>>>>
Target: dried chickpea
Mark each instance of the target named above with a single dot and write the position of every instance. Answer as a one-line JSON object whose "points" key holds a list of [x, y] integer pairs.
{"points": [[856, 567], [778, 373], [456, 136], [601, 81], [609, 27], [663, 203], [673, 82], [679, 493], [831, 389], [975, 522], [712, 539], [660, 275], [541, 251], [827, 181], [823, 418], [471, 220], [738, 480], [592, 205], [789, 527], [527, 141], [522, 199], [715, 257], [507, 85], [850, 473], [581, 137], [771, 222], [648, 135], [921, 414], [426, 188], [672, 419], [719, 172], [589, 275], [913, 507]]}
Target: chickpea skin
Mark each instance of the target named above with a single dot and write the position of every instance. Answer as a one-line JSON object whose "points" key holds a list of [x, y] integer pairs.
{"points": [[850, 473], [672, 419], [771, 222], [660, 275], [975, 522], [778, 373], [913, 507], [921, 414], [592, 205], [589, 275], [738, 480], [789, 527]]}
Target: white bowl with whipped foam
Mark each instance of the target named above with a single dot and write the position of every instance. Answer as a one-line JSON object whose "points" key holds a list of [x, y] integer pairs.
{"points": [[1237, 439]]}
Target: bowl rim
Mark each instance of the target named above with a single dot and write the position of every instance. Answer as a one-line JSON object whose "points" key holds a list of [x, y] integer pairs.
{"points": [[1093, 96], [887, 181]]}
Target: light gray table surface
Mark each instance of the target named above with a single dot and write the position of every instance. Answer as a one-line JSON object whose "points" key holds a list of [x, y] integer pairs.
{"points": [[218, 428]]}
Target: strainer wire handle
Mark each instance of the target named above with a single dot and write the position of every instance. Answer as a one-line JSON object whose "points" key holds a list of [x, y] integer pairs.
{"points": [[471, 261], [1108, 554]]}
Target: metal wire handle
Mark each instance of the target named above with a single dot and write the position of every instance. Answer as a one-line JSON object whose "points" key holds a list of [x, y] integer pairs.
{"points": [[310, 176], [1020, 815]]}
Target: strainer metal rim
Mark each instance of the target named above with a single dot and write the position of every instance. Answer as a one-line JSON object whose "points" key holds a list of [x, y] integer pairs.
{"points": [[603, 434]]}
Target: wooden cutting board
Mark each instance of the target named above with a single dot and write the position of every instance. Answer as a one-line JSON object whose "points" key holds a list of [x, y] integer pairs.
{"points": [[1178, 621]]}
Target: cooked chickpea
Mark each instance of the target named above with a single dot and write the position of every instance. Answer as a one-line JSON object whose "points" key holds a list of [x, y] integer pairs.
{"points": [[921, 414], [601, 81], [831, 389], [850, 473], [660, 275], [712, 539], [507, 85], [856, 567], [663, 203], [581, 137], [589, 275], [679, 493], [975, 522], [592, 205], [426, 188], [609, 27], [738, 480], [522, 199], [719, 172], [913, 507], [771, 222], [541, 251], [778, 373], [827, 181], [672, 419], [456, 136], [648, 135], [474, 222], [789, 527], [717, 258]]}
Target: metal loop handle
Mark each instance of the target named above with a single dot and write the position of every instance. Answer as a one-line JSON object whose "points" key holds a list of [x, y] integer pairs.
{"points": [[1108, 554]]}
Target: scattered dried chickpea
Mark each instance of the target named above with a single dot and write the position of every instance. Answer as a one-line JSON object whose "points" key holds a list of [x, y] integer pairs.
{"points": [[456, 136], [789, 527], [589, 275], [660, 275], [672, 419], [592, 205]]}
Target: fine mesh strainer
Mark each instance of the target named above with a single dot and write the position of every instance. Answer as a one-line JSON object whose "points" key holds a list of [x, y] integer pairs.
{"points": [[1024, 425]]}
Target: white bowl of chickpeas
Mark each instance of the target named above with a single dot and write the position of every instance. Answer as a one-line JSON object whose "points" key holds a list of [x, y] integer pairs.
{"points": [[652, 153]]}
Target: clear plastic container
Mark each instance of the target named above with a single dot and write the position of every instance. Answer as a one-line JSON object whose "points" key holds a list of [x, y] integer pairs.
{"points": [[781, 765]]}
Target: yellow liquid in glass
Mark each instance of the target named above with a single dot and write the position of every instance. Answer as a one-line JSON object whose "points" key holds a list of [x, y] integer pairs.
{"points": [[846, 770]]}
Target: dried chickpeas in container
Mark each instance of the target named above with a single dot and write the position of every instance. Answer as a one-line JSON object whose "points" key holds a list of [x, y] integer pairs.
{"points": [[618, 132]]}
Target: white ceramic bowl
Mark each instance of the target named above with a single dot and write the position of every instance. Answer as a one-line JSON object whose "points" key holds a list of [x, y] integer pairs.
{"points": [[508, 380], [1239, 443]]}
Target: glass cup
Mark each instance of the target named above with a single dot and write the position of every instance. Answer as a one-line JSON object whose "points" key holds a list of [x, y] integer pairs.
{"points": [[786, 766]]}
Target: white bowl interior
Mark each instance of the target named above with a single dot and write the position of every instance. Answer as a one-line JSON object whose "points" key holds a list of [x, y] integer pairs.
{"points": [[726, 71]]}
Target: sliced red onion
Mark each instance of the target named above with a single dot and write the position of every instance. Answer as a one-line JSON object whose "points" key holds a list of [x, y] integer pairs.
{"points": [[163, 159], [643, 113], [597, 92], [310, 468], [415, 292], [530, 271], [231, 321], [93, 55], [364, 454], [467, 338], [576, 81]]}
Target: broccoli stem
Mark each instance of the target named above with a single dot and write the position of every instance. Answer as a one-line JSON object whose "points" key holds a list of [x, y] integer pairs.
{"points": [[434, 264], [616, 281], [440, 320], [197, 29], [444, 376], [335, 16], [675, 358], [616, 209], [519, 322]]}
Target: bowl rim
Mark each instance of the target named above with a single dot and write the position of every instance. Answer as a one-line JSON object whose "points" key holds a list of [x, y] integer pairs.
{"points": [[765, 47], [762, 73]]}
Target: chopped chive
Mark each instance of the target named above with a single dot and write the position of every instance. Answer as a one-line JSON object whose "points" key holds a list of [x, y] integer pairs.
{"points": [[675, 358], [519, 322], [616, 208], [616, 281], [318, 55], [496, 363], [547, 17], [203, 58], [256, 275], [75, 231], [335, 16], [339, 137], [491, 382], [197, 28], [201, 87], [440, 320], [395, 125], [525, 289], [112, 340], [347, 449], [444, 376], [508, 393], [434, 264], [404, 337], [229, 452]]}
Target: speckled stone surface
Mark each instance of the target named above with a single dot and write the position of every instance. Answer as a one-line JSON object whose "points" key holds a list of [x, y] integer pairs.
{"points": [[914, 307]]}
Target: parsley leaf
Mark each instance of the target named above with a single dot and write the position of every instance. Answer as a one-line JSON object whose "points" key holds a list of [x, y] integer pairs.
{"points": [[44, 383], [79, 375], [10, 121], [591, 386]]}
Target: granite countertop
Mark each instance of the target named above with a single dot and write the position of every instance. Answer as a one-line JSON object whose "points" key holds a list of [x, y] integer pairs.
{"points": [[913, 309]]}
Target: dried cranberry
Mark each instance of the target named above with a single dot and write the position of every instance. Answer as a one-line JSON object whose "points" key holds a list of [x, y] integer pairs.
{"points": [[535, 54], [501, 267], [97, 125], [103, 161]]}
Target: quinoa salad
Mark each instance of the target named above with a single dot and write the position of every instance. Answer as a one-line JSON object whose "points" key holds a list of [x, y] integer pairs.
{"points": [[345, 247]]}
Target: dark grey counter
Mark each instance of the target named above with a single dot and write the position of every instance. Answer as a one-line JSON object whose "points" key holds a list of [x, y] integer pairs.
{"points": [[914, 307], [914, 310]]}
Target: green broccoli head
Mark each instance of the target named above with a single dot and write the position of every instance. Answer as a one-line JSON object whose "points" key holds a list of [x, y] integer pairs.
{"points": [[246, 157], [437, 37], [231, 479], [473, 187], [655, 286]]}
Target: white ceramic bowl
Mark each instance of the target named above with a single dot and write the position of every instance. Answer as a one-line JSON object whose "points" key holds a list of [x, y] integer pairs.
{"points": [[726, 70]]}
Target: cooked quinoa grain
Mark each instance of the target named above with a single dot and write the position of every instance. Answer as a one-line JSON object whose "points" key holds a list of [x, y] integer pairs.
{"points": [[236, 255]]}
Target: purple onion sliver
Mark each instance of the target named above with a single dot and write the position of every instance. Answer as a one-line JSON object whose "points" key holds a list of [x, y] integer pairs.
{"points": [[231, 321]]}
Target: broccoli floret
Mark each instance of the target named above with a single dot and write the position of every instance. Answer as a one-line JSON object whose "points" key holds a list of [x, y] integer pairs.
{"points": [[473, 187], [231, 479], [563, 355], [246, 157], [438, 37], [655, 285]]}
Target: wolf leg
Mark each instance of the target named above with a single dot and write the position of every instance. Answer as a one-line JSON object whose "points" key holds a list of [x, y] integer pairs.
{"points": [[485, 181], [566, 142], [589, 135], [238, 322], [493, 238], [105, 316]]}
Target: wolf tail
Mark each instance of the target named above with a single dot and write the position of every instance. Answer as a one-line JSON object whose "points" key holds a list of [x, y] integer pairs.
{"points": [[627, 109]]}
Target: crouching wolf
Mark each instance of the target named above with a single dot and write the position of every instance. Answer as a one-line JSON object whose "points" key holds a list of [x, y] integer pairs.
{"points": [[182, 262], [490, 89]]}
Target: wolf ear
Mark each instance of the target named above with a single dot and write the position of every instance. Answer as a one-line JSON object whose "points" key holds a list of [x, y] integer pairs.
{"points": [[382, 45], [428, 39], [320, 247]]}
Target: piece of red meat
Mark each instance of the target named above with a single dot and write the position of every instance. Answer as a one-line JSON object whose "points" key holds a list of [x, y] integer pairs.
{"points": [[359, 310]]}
<<<<
• [WORK REQUEST]
There is a run of lines above from the one with "Target: crouching wolf" to the one with "Target: piece of red meat"; print exactly that run, both ends included, and nothing else.

• [TASK SOLUTION]
Target: crouching wolf
Mark each instance of the target named above with a single dot and write the position of every instance. Answer as a one-line JSON object whose "points" key holds a list of [x, y] integer pairs.
{"points": [[182, 262], [490, 89]]}
Target: wolf ear
Mark each instance of the target named above with a single dot and write the position of every instance. Answer as a one-line JSON object whose "points" key holds a list of [x, y] integer pairs.
{"points": [[382, 45], [428, 39], [320, 247]]}
Target: piece of red meat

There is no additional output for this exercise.